RECORDS PROVIDED
********
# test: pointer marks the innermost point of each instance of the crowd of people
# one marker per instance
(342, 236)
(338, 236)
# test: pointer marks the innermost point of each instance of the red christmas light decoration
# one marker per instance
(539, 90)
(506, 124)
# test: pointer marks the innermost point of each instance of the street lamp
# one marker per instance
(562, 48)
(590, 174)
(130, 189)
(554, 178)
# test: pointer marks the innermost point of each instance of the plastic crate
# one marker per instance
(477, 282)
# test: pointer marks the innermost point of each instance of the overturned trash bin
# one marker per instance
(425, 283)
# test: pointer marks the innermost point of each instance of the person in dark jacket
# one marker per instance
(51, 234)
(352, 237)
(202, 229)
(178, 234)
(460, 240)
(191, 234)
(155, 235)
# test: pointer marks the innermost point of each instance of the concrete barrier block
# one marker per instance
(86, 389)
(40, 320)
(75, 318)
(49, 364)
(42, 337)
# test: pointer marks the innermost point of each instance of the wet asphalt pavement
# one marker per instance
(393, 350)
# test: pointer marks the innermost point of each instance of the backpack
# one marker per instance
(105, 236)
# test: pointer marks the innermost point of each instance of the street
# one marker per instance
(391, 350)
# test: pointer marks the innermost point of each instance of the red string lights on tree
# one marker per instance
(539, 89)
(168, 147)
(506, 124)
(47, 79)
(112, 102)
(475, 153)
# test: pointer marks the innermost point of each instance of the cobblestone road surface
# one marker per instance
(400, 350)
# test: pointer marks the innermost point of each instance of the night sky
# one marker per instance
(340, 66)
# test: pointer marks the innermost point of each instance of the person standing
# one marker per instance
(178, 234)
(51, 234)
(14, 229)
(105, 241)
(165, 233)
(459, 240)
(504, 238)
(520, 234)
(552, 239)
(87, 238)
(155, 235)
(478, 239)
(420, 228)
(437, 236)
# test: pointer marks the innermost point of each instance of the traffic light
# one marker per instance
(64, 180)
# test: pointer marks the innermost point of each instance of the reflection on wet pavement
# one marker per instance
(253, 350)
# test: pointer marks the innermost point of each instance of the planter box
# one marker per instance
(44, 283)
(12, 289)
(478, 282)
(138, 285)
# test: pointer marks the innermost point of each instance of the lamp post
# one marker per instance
********
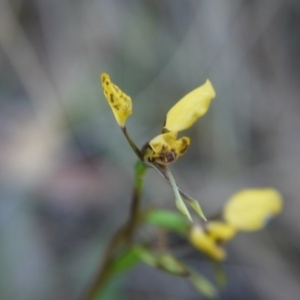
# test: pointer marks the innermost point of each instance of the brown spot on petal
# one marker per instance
********
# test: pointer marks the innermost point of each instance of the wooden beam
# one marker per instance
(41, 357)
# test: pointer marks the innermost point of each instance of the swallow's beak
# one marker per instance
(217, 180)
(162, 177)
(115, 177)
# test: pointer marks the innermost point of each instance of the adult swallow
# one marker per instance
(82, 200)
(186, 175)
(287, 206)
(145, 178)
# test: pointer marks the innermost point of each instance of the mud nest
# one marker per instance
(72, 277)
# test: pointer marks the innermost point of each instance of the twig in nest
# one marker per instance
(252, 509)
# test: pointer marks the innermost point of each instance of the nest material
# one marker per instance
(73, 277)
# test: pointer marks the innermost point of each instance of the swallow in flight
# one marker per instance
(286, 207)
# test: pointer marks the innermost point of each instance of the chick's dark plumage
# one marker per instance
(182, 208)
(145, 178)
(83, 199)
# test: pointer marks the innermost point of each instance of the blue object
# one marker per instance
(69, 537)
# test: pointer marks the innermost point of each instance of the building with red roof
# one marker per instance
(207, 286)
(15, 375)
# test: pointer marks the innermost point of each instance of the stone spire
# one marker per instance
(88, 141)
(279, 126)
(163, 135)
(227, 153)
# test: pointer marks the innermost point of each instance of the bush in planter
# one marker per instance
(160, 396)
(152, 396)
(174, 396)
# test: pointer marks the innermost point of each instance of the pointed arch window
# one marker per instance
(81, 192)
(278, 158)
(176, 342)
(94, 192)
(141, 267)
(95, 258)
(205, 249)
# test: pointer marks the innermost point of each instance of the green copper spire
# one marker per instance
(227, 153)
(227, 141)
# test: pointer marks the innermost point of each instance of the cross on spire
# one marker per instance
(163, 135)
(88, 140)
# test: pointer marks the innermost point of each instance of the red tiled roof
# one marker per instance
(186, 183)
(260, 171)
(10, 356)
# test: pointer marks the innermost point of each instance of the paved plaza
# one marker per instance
********
ASSIGNMENT
Send back an exact copy of only the lines from the line with "chick's dark plumage" up to and including the line with "cross on spire" in the data above.

RESPONSE BELOW
# test: pointer marks the innermost point of each instance of the chick's dark plumage
# one marker per instance
(182, 208)
(145, 178)
(83, 199)
# test: pointer marks the innermost point of each instance of the blue object
# one marker per instance
(69, 537)
# test: pointer marks the innermost point of each instance of the building with red roof
# one marker per instance
(207, 286)
(15, 375)
# test: pointer marks the innermost point of each instance of the stone spire
# one marker per instance
(88, 141)
(279, 126)
(163, 135)
(227, 153)
# test: pointer marks the innermost point of each instance of the bush in planter
# one marker per instance
(160, 396)
(152, 396)
(174, 396)
# test: pointer marks the innermost point of each instance of the pointed arch window
# one marker per instance
(81, 192)
(278, 158)
(176, 342)
(94, 192)
(141, 267)
(95, 258)
(205, 249)
# test: pointer marks the innermost point of each instance of the green copper spire
# one marker per instance
(227, 153)
(227, 141)
# test: pointer marks the innermost point of each instance of the cross on spire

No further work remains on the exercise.